Tanglang La pass (5300m). Couldn't go into the temple here

Tanglang La pass (5300m). Couldn’t go into the temple here

On the way to Leh

On the way to Leh

This is in the outskirts of Leh

This is in the outskirts of Leh

Our hotel put on a cultural show in Leh

Our hotel put on a cultural show in Leh

Not sure what these two gentlemen are laughing at

Not sure what these two gentlemen are laughing at

2015-07-18, Leh to Pangong Lake (aborted Nubra Valley attempt)

  1. armed with permits, we set off for Nubra Valley at 7am. However, around 10km into the journey, we were stopped by some local punks who insisted that we could only go to Kardung La (we had to cross this 5400m pass to get to Nubra Valkey) on Jammu and Kashmir rented bikes, not Manali rented bikes. Hannes unleashed a slew of verbal abuse at the guy which made him get on the phone to his boss. (For a couple of minutes, I thought Hannes was going to get himself killed!) However, the punks won and although illegal, they managed to turn us around
  2. after having been turned around, we decided to attempt Pangong Lake, although we felt we would be turned around there too by the punks there. As we were riding, at some point during the initial ride to Pangong lake, some local punks shouted at us and asked us to stop but we continued on regardless. After several hours of hardcore biking and several stream crossings which rendered by feet numb, we reached Chang La (5378m). As usual, there was a temple there but I couldn’t summon the energy to take my shoes off in that altitude for a quick note of thanks to God!

____

▸ **Set problem**:
Carry on the account of the motorbike trip around Leh with the next part of the day's ride toward Pangong Lake after Chang La. The lines that come next are separate material, not part of the trip account.

▸ **Listed entries**:
____

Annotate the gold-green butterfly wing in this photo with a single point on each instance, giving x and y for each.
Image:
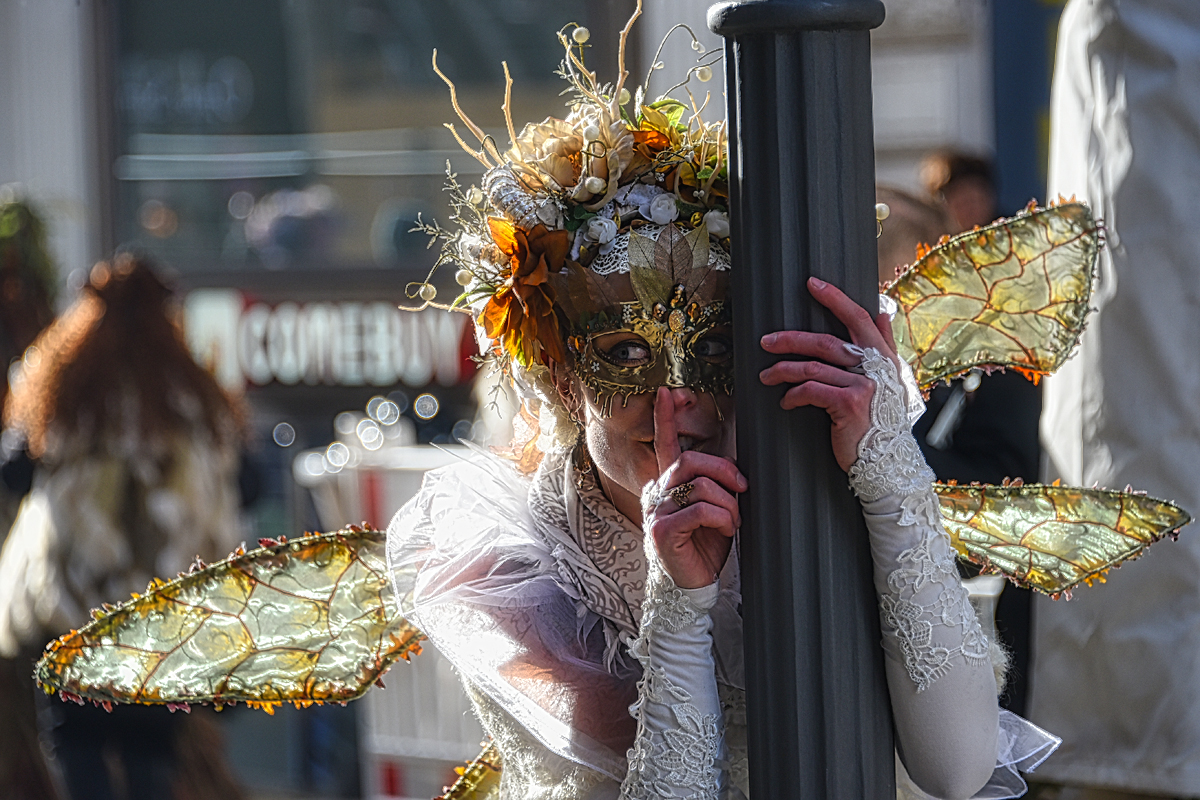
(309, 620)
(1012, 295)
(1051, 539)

____

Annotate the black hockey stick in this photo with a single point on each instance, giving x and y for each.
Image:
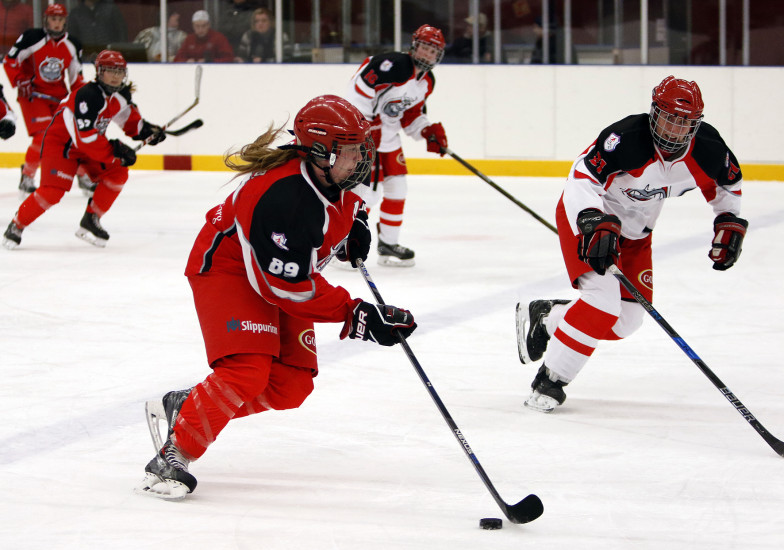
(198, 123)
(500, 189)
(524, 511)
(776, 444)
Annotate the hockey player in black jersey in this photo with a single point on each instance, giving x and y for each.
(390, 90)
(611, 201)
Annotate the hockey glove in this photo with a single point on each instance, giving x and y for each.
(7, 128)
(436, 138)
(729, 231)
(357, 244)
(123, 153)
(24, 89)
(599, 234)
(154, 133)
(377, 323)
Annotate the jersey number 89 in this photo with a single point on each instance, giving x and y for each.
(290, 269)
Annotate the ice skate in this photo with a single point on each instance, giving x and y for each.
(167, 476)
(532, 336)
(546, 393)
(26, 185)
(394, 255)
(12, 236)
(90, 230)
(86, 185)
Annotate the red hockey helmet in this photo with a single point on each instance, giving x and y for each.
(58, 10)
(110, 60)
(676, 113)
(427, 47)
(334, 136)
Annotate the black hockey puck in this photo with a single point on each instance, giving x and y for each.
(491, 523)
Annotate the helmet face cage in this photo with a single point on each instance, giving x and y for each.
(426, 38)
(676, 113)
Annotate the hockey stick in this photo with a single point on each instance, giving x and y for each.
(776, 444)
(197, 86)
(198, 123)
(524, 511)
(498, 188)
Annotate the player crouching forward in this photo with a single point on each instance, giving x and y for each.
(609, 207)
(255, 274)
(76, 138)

____

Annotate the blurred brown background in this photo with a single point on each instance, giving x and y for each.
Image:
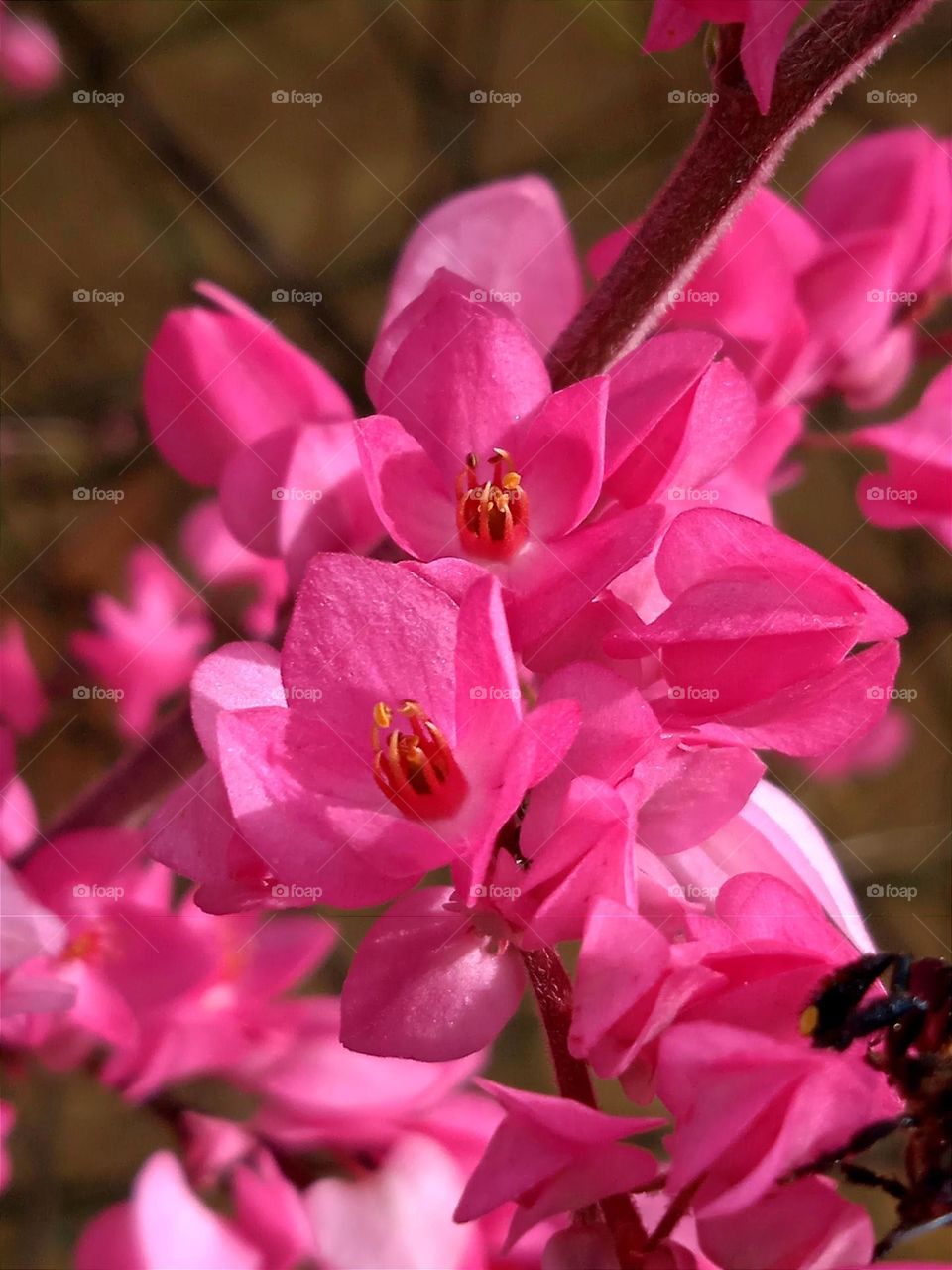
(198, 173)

____

▸ **Task output**:
  3. the ride into Pangong Lake wasn’t easy. Although it was only around 50km from Chang La pass, the road was super busy and we had to cross many more mini streams. There was also some occasional desert like surface, and a lot of bouldery bits which proved to be a bit of a challenge for me on the bike. Hannes seemed to have no problems and even gave his beloved Enfield a pet name, “Black Beauty”. The desert like surface sent my bike and I dancing dangerously on many occasions
  4. eventually, we reached the beautiful Pangong lake after several hours of riding and found ourselves a nice warm Swiss style hut with a proper toilet. Upon Hannes’ insistence, we took a cold shower (my butt froze)
  5. it took me a while to get myself warmed up again as I had wet feet from not wearing proper biking boots. I was wearing Gorerex running shoes and all the streams en route were no match for these shoes. I was thinking of ways to make some makeshift poncho-boots for the next day’s ride to avoid getting frozen feet again!

PS. The irony of the day was that no one had asked us for our permits! All that time we spent getting a Swaziland permit for Hannes was unnecessary!

Chang La pass - on the way to Pangong Lake

Chang La pass – on the way to Pangong Lake

On the way to Pangong Lake - a wild yak

On the way to Pangong Lake – a wild yak

Pangong Lake - where 3 Idiots was shot. There is a Rancho Cafe there

Pangong Lake – where 3 Idiots was shot. There is a Rancho Cafe there

Our Swiss style hut in Pangong Lake

Our Swiss style hut in Pangong Lake

The hut even had a couch

The hut even had a couch

Three quarters of this lake is in Tibet and 1 quarter in India

Three quarters of this lake is in Tibet and 1 quarter in India

 

2015-07-19, Pangong Lake to Nubra Valley via a challenging shortcut!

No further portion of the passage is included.